Which lines of the records below contain the word "jacket"? Filter them out and copy each one, treating uppercase and lowercase as different.

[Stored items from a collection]
..........

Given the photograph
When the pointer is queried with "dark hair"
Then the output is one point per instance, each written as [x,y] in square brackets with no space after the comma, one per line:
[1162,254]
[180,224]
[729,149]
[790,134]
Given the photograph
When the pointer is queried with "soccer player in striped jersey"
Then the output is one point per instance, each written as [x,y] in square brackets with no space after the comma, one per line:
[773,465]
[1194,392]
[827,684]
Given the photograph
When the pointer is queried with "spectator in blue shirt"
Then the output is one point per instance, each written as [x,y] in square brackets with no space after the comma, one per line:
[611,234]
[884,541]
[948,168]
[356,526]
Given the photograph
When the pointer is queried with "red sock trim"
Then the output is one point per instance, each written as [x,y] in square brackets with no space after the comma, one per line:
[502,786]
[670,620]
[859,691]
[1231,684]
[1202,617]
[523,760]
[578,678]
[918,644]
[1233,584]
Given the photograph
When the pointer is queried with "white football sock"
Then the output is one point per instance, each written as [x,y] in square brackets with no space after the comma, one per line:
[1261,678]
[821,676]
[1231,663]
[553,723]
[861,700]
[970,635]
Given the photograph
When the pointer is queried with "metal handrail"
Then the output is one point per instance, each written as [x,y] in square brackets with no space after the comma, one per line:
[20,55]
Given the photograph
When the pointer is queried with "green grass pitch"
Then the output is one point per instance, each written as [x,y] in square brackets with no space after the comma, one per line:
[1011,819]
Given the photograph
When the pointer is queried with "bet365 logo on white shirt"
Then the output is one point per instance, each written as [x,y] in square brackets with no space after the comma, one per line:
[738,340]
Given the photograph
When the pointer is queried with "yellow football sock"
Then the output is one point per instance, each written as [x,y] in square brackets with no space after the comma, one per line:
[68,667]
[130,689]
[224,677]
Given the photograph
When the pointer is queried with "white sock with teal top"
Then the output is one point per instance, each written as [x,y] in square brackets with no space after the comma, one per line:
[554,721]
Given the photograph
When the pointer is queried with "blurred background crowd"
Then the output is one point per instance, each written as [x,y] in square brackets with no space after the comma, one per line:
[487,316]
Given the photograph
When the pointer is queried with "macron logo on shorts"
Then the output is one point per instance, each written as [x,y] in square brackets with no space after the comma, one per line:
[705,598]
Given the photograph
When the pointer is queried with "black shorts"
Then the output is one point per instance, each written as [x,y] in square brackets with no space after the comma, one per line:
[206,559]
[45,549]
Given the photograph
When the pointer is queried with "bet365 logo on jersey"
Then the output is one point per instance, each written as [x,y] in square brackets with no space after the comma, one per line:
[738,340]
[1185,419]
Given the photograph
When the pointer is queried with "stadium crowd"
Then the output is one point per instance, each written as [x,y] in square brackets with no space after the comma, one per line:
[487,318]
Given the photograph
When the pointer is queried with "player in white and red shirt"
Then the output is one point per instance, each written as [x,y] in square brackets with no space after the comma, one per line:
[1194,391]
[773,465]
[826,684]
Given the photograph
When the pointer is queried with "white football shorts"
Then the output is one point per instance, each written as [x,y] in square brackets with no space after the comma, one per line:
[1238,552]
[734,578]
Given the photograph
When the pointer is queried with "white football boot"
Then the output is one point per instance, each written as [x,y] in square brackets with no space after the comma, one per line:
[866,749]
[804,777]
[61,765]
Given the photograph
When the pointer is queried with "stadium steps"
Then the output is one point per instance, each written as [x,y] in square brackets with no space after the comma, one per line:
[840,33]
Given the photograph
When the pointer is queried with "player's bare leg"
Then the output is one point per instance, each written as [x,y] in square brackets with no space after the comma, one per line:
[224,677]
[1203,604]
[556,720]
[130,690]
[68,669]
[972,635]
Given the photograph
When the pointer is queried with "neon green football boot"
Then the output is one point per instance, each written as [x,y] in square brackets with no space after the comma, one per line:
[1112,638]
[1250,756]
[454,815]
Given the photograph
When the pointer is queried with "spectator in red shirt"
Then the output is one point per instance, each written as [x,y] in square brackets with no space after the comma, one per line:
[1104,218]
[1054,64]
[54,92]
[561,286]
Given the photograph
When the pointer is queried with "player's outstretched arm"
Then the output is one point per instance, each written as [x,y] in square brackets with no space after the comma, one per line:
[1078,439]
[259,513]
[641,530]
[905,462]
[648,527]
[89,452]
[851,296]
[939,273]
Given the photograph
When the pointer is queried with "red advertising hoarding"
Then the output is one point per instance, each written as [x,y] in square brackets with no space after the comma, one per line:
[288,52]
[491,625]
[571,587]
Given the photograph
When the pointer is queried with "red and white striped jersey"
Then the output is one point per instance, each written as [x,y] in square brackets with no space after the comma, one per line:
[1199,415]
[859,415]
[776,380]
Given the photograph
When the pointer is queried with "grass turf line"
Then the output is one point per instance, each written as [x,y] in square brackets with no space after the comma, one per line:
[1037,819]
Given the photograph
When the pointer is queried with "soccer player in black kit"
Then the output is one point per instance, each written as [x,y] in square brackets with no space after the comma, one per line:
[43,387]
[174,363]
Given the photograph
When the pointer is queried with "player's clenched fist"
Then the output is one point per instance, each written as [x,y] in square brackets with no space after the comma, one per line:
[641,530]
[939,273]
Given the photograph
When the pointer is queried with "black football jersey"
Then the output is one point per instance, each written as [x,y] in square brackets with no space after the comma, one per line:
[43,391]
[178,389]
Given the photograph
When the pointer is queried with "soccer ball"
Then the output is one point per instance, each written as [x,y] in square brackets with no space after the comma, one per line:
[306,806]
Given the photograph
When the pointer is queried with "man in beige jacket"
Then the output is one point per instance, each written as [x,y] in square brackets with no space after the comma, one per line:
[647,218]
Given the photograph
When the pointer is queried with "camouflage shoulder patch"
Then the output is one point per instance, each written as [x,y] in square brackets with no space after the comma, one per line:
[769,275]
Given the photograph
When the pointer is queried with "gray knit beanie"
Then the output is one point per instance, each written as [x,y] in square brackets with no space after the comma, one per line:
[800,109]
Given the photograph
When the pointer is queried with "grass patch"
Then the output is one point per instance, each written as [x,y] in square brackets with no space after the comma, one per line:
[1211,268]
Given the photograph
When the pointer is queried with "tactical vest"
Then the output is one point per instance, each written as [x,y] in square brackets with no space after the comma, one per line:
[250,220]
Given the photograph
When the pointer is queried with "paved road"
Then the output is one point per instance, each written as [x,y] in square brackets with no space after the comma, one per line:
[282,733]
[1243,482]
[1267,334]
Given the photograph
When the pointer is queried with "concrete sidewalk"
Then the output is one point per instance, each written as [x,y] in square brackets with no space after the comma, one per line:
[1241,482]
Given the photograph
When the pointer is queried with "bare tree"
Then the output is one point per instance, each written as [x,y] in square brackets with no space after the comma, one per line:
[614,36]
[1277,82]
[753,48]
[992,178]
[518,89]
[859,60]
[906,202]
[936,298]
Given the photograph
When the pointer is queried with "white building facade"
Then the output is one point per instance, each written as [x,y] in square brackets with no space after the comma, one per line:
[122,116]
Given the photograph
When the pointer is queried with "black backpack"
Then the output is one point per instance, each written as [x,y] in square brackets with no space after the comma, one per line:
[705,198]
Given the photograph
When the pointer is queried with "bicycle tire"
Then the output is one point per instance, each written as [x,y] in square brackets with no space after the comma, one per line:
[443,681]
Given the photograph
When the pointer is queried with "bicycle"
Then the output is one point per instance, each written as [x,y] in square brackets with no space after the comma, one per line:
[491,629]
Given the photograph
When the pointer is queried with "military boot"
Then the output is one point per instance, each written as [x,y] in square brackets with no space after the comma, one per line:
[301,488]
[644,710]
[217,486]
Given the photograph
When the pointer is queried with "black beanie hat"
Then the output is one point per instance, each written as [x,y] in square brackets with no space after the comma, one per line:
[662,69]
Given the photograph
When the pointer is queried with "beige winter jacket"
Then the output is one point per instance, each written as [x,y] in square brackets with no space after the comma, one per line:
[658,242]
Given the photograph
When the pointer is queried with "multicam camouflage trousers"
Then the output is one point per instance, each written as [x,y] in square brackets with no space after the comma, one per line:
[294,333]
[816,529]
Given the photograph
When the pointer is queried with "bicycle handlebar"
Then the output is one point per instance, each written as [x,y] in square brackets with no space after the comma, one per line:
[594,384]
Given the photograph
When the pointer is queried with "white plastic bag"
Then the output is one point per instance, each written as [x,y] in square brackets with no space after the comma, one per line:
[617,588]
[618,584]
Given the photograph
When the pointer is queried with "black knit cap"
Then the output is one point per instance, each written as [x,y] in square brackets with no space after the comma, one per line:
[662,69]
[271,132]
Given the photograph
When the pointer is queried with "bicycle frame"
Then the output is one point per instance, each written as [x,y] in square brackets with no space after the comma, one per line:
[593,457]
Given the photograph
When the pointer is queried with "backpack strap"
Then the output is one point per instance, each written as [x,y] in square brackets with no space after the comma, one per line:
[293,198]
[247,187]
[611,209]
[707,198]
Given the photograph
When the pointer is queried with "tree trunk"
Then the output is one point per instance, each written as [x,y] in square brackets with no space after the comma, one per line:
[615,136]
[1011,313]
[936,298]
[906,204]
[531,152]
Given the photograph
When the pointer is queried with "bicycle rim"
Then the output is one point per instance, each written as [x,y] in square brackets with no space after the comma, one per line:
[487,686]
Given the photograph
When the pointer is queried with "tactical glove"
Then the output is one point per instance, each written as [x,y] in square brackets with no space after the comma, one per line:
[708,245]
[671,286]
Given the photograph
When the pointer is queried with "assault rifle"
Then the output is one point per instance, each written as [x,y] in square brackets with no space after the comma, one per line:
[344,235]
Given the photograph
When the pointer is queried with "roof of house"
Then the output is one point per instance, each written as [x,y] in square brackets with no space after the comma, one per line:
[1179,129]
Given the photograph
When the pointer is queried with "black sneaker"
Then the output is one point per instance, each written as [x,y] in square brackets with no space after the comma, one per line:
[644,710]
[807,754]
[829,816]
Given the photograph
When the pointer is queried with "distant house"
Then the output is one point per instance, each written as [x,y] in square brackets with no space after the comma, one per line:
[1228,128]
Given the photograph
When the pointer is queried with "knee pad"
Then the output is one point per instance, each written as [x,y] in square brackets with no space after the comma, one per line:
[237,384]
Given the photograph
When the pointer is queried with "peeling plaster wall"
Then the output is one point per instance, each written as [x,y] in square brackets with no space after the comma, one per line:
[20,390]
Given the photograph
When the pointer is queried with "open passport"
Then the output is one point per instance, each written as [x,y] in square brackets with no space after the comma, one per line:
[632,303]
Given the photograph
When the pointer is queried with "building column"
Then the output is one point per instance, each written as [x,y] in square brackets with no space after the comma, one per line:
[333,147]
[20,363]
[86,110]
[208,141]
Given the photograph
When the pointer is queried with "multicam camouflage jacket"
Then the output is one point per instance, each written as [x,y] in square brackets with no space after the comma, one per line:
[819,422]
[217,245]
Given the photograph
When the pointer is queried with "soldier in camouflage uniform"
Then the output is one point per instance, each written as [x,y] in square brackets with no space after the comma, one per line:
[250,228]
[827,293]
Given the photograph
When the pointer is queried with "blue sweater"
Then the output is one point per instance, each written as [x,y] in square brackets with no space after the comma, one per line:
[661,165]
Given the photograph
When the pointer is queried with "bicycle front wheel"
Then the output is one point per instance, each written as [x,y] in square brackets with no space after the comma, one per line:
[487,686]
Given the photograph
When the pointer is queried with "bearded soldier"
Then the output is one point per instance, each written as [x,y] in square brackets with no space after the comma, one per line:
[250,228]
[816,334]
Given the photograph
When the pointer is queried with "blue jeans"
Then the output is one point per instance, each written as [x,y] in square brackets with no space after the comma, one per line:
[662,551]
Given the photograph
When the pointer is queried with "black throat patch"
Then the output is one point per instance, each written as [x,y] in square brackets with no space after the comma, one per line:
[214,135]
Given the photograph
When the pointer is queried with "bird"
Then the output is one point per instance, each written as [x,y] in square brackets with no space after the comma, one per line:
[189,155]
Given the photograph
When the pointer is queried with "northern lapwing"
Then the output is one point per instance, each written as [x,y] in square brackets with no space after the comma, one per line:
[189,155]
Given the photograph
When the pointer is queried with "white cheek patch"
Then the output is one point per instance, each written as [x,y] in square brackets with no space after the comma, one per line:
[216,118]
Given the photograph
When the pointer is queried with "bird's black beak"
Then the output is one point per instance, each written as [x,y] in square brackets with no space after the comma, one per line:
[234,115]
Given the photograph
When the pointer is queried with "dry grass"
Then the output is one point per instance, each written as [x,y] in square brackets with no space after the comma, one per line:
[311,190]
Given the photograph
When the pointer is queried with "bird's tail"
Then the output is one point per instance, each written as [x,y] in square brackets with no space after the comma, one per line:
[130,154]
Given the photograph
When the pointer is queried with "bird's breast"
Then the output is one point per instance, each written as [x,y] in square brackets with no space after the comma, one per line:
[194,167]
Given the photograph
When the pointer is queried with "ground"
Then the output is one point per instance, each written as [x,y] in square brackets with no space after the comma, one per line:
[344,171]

..........

• Complete output:
When the pointer is queried with "man in beige jacket"
When the pointer is queried with "beige winter jacket"
When the pointer is queried with "multicam camouflage jacket"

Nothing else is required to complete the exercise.